● What you will do
Please output the entries below exactly as they are.

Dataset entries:
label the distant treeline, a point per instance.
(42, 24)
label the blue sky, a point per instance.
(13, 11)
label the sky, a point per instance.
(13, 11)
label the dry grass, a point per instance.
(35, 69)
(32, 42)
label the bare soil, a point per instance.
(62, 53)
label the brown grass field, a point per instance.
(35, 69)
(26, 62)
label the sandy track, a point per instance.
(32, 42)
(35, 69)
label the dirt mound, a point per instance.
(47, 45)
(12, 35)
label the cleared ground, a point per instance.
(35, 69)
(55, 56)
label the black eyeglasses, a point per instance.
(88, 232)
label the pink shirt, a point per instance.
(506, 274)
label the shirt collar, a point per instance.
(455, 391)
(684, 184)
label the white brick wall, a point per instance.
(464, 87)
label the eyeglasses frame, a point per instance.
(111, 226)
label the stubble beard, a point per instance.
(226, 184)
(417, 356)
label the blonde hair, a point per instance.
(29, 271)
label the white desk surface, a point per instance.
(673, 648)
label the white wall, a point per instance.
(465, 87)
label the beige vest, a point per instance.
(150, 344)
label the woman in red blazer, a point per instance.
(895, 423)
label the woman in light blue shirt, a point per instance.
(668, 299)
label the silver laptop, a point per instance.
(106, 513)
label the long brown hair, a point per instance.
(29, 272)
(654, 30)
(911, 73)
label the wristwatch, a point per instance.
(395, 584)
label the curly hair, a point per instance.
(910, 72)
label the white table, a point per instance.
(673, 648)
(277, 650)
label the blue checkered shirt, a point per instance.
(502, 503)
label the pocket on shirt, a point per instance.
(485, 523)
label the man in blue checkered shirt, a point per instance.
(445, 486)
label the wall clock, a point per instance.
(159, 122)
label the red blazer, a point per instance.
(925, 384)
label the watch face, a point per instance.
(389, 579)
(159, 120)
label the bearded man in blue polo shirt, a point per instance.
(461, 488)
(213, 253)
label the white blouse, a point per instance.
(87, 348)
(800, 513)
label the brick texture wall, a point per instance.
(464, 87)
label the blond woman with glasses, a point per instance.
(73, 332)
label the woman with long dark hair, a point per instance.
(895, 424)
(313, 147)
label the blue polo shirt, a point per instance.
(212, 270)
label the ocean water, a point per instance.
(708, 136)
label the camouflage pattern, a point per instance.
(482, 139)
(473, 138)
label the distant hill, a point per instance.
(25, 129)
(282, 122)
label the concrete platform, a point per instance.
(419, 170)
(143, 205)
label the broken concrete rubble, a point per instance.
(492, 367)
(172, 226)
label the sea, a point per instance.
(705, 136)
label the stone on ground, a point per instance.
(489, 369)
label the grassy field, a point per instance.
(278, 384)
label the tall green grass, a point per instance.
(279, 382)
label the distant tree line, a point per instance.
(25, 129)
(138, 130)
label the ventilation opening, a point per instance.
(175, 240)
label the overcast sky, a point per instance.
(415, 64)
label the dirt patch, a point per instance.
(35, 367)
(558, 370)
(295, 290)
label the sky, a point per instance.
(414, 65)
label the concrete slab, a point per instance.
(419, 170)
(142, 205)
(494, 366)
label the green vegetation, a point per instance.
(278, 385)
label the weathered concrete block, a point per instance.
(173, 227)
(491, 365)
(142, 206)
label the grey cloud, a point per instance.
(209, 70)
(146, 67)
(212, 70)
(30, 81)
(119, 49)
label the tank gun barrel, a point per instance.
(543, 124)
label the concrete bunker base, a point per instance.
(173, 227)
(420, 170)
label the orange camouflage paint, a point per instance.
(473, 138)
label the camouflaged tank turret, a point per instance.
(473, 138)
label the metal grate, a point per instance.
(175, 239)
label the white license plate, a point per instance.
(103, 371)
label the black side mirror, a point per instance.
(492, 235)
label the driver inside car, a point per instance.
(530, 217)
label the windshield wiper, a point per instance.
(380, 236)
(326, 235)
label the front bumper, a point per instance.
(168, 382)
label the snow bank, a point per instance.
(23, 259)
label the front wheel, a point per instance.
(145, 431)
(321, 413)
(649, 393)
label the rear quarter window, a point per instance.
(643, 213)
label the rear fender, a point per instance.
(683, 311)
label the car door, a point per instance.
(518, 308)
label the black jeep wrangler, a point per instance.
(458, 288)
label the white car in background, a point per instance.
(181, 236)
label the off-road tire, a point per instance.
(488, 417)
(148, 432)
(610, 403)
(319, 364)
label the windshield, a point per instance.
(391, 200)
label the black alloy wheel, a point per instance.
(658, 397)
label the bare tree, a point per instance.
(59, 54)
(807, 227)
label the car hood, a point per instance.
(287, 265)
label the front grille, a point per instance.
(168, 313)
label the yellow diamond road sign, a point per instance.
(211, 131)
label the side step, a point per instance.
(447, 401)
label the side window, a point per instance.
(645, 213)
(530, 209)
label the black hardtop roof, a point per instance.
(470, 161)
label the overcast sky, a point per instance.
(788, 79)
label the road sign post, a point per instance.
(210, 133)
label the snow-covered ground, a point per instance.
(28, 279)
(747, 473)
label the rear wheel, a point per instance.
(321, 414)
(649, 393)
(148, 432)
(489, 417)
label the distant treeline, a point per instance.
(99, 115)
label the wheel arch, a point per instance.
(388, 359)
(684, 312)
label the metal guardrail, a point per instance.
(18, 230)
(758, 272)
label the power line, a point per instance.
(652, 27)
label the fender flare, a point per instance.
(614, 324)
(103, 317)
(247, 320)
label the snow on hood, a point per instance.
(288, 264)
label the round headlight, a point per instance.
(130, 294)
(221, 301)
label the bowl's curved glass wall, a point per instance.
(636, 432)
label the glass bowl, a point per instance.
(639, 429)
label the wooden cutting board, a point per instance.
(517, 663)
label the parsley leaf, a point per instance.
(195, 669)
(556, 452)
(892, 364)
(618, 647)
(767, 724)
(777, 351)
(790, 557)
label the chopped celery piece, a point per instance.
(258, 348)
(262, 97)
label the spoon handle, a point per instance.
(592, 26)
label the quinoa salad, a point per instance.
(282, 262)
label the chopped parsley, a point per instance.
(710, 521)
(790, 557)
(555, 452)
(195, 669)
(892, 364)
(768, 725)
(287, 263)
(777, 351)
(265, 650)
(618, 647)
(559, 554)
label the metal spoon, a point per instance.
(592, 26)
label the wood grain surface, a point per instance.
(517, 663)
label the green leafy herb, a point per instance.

● Answer box
label the distant treeline, a point per instance.
(42, 24)
label the blue sky, a point per instance.
(13, 11)
label the sky, a point per instance.
(13, 11)
label the dry grass, a point per instance.
(35, 69)
(32, 42)
label the bare soil, a point per instance.
(62, 53)
label the brown grass field, a point per instance.
(35, 69)
(26, 62)
label the sandy track, a point per instance.
(32, 42)
(35, 69)
label the dirt mound, a point per instance.
(47, 45)
(12, 35)
label the cleared ground, a point per instance.
(35, 69)
(55, 56)
label the black eyeglasses, a point per instance.
(88, 232)
label the pink shirt, a point per instance.
(506, 274)
label the shirt collar, a point per instance.
(455, 391)
(684, 184)
label the white brick wall, a point per instance.
(464, 87)
label the eyeglasses frame, a point per instance.
(111, 226)
label the stubble beard, a point per instance.
(226, 184)
(417, 356)
label the blonde hair, a point per instance.
(29, 271)
label the white desk surface, a point per instance.
(673, 648)
label the white wall, a point per instance.
(465, 87)
label the beige vest, a point per instance.
(150, 344)
label the woman in red blazer, a point per instance.
(895, 423)
label the woman in light blue shirt, a point per instance.
(668, 299)
label the silver laptop, a point per instance.
(106, 513)
label the long brown hair, a point per instance.
(29, 272)
(654, 30)
(911, 73)
label the wristwatch, a point per instance.
(395, 584)
label the curly hair, a point per instance.
(910, 72)
label the white table, a point per instance.
(673, 648)
(277, 650)
label the blue checkered shirt, a point per instance.
(502, 503)
label the pocket on shirt, a point per instance.
(485, 523)
label the man in blue checkered shirt, a point per instance.
(445, 486)
label the wall clock, a point per instance.
(159, 122)
label the red blazer, a point per instance.
(925, 384)
label the watch face, a point per instance.
(389, 579)
(159, 120)
label the bearded man in blue polo shirt, a point per instance.
(461, 488)
(213, 253)
label the white blouse, a point per instance.
(87, 348)
(800, 513)
label the brick texture wall, a point per instance.
(464, 87)
label the blond woman with glasses, a point per instance.
(73, 332)
label the woman with long dark hair, a point per instance.
(895, 424)
(313, 147)
label the blue polo shirt, a point per instance.
(212, 270)
label the ocean water, a point per instance.
(708, 136)
label the camouflage pattern, a point per instance.
(482, 139)
(473, 138)
label the distant hill, a point per instance.
(25, 129)
(282, 122)
label the concrete platform, a point per instance.
(419, 170)
(143, 205)
label the broken concrete rubble, a point per instance.
(492, 367)
(172, 226)
label the sea, a point per instance.
(705, 136)
label the stone on ground, a point per instance.
(489, 369)
label the grassy field, a point per instance.
(278, 384)
label the tall green grass, a point per instance.
(279, 382)
label the distant tree line, a point per instance.
(25, 129)
(138, 130)
label the ventilation opening, a point per instance.
(175, 240)
label the overcast sky, a point per instance.
(415, 64)
label the dirt patch, a point per instance.
(35, 367)
(558, 370)
(295, 290)
label the sky, a point per instance.
(414, 65)
label the concrete slab, a point per instance.
(419, 170)
(142, 205)
(494, 366)
label the green vegetation, a point per instance.
(278, 385)
label the weathered concrete block, a point per instance.
(173, 227)
(491, 365)
(142, 206)
label the grey cloud, a point per instance.
(209, 70)
(146, 67)
(212, 70)
(30, 81)
(119, 49)
label the tank gun barrel, a point per instance.
(543, 124)
label the concrete bunker base, a point per instance.
(173, 227)
(420, 170)
label the orange camouflage paint, a point per instance.
(473, 138)
label the camouflaged tank turret, a point per instance.
(473, 138)
label the metal grate, a point per instance.
(175, 239)
label the white license plate, a point per instance.
(103, 371)
label the black side mirror, a point per instance.
(492, 235)
label the driver inside car, a point per instance.
(530, 217)
label the windshield wiper, a point per instance.
(380, 236)
(326, 235)
label the front bumper, a point per instance.
(168, 382)
label the snow bank, a point per instance.
(23, 259)
label the front wheel, a point per instance.
(145, 431)
(321, 413)
(649, 393)
label the rear quarter window, a point per instance.
(643, 213)
label the rear fender, a point per instance.
(683, 311)
label the car door, a point per instance.
(518, 308)
label the black jeep wrangler, a point per instance.
(458, 288)
label the white car in background, a point per instance.
(181, 236)
label the off-road tire, a point per instance.
(488, 417)
(148, 432)
(610, 403)
(319, 364)
label the windshield, a point per instance.
(391, 200)
label the black alloy wheel, a point per instance.
(658, 397)
label the bare tree, a point per instance.
(59, 54)
(807, 227)
label the car hood, a point per instance.
(287, 265)
label the front grille, a point per instance.
(168, 313)
label the yellow diamond road sign, a point per instance.
(211, 131)
label the side step, a point per instance.
(447, 401)
label the side window, a point per instance.
(645, 213)
(530, 209)
label the black hardtop roof, a point per instance.
(470, 161)
label the overcast sky, a point per instance.
(788, 79)
label the road sign post, a point per instance.
(210, 133)
label the snow-covered ground, a point per instance.
(28, 279)
(747, 473)
label the rear wheel, a point per instance.
(321, 414)
(649, 393)
(148, 432)
(489, 417)
label the distant treeline, a point per instance.
(99, 115)
label the wheel arch, a point per instance.
(388, 359)
(684, 312)
label the metal guardrail, a point per instance.
(18, 230)
(758, 272)
label the power line, a point per instance.
(652, 27)
label the fender flare, a point per instance.
(614, 324)
(103, 317)
(247, 320)
label the snow on hood, a point per instance.
(288, 264)
label the round headlight, a point per instance.
(130, 294)
(221, 301)
label the bowl's curved glass wall, a point per instance.
(636, 432)
label the glass bowl, a point per instance.
(639, 429)
label the wooden cutting board, a point per instance.
(517, 663)
label the parsley leaf, a point per instance.
(195, 669)
(556, 452)
(892, 364)
(618, 647)
(767, 724)
(777, 351)
(790, 557)
label the chopped celery piece, a point per instance.
(258, 348)
(262, 97)
label the spoon handle, a point per instance.
(592, 26)
label the quinoa salad, a point per instance.
(282, 262)
label the chopped parsley, a point per instance.
(710, 521)
(790, 557)
(555, 452)
(195, 669)
(892, 364)
(768, 725)
(287, 263)
(777, 351)
(265, 650)
(618, 647)
(559, 554)
label the metal spoon, a point per instance.
(592, 26)
label the wood grain surface, a point per instance.
(517, 663)
label the green leafy herb, a point per instance.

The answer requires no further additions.